* Things to do *
1. Using the API server page, decide whether each statement below agrees with it: (a) the server binds to 0.0.0.0:3000 by default; (b) swapping models with POST /v1/models/load requires restarting the server; (c) Brave search requires setting SEARCH_API_KEY. Answer yes or no for each, and quote the words from the page that decide it.
2. Answer these questions from the API server page, one answer per line, each marked like its question:
(a) What should be put before each command if you installed with uv?
(b) Which flag turns on speech-to-text and text-to-speech?
(c) What access must the HuggingFace token have for custom voice registration?
3. Carry on the API server page from the point where it stops.

***** Selected passage *****

API Server | Trillim Docs

Use trillim serve when you want local OpenAI-compatible HTTP endpoints.

If you installed with uv, prefix each command on this page with uv run.

Before You Start

Pull a model first with trillim pull Trillim/BitNet-TRNQ
If you want voice endpoints, install uv add "trillim[voice]" or pip install "trillim[voice]"
If you want Brave search, set SEARCH_API_KEY
If you want custom voice registration through POST /v1/voices, accept the terms for kyutai/pocket-tts, create a HuggingFace token with Read access, and run hf auth login once

Start the Server

Start the default server:

trillim serve Trillim/BitNet-TRNQ

By default the server binds to 127.0.0.1:8000. Override host and port with:

trillim serve Trillim/BitNet-TRNQ --host 0.0.0.0 --port 3000

Enable speech-to-text and text-to-speech with:

trillim serve Trillim/BitNet-TRNQ --voice

Change the Loaded Model or Harness

trillim serve starts with the default harness. Use POST /v1/models/load to swap models, load a LoRA adapter, or switch to the search harness without restarting the server.

***** Records supplied *****

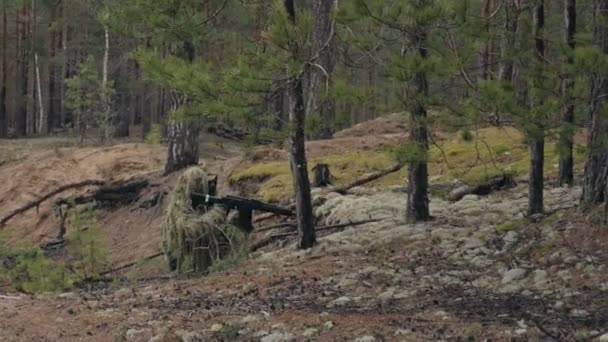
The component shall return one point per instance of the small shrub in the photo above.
(86, 247)
(27, 269)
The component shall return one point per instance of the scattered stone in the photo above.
(278, 337)
(342, 301)
(579, 313)
(216, 327)
(310, 332)
(540, 278)
(402, 332)
(250, 319)
(513, 275)
(387, 295)
(260, 333)
(133, 334)
(123, 293)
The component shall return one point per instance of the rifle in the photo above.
(234, 202)
(244, 206)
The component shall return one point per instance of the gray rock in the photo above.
(342, 301)
(250, 319)
(579, 313)
(540, 278)
(513, 275)
(216, 327)
(278, 337)
(133, 334)
(310, 332)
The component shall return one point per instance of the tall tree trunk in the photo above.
(299, 164)
(597, 152)
(65, 70)
(487, 49)
(512, 9)
(537, 139)
(4, 70)
(182, 135)
(417, 198)
(566, 160)
(105, 100)
(324, 50)
(53, 116)
(22, 72)
(42, 120)
(183, 145)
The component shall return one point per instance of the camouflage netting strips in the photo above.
(194, 239)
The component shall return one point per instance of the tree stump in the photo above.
(322, 176)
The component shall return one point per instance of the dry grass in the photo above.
(492, 152)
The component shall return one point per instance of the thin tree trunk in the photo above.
(299, 165)
(42, 120)
(107, 113)
(596, 166)
(324, 50)
(487, 49)
(182, 134)
(63, 115)
(4, 70)
(566, 160)
(22, 73)
(512, 9)
(537, 144)
(54, 100)
(183, 145)
(417, 198)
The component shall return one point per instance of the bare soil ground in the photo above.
(479, 270)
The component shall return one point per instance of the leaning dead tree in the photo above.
(37, 202)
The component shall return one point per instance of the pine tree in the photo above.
(566, 160)
(596, 166)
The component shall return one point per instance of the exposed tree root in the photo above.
(36, 203)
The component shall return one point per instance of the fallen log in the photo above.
(270, 239)
(131, 264)
(322, 176)
(367, 178)
(344, 188)
(36, 203)
(496, 183)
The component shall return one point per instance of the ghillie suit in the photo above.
(196, 238)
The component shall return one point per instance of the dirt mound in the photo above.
(42, 172)
(389, 124)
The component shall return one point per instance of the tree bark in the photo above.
(107, 113)
(183, 145)
(54, 112)
(417, 198)
(512, 9)
(487, 49)
(22, 72)
(324, 50)
(594, 181)
(537, 139)
(4, 70)
(41, 122)
(566, 160)
(299, 167)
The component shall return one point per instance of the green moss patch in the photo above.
(491, 152)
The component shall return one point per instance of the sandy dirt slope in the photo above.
(457, 278)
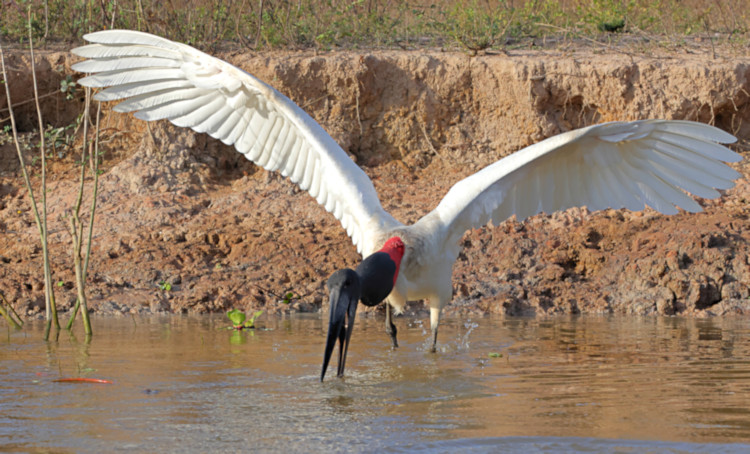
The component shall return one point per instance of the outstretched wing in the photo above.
(160, 79)
(615, 165)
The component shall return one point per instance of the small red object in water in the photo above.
(82, 380)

*****

* Answers to the tasks *
1.
(a) No: "By default the server binds to 127.0.0.1:8000."
(b) No: "without restarting the server."
(c) Yes: "If you want Brave search, set SEARCH_API_KEY"

2.
(a) uv run
(b) --voice
(c) Read access

3.
Switch models:

curl http://localhost:8000/v1/models/load \
  -H "Content-Type: application/json" \
  -d '{
    "model_dir": "Trillim/BitNet-TRNQ"
  }'

Enable the search harness on a running server:

curl http://localhost:8000/v1/models/load \
  -H "Content-Type: application/json" \
  -d '{
    "model_dir": "Trillim/BitNet-Search-TRNQ",
    "harness": "search",
    "search_provider": "ddgs"
  }'

If you use "search_provider": "brave", set:

export SEARCH_API_KEY=<your_api_key>

Endpoint Summary

Endpoint	Purpose	Notes
`POST /v1/chat/completions`	Chat completions	Streaming supported
`POST /v1/completions`	Raw text completions	Streaming supported
`GET /v1/models`	Show the loaded model	Always available
`POST /v1/models/load`	Swap model, adapter, or harness	Always available
`POST /v1/audio/transcriptions`	Speech-to-text	Requires `--voice`
`POST /v1/audio/speech`	Text-to-speech	Requires `--voice`
`GET /v1/voices`	List voices	Requires `--voice`
`POST /v1/voices`	Register a custom voice	Requires `--voice`
`DELETE /v1/voices/{voice_id}`	Delete a custom voice	Requires `--voice`

`POST /v1/chat/completions`

Send a conversation and get a model response. This endpoint is compatible with the OpenAI chat completions API.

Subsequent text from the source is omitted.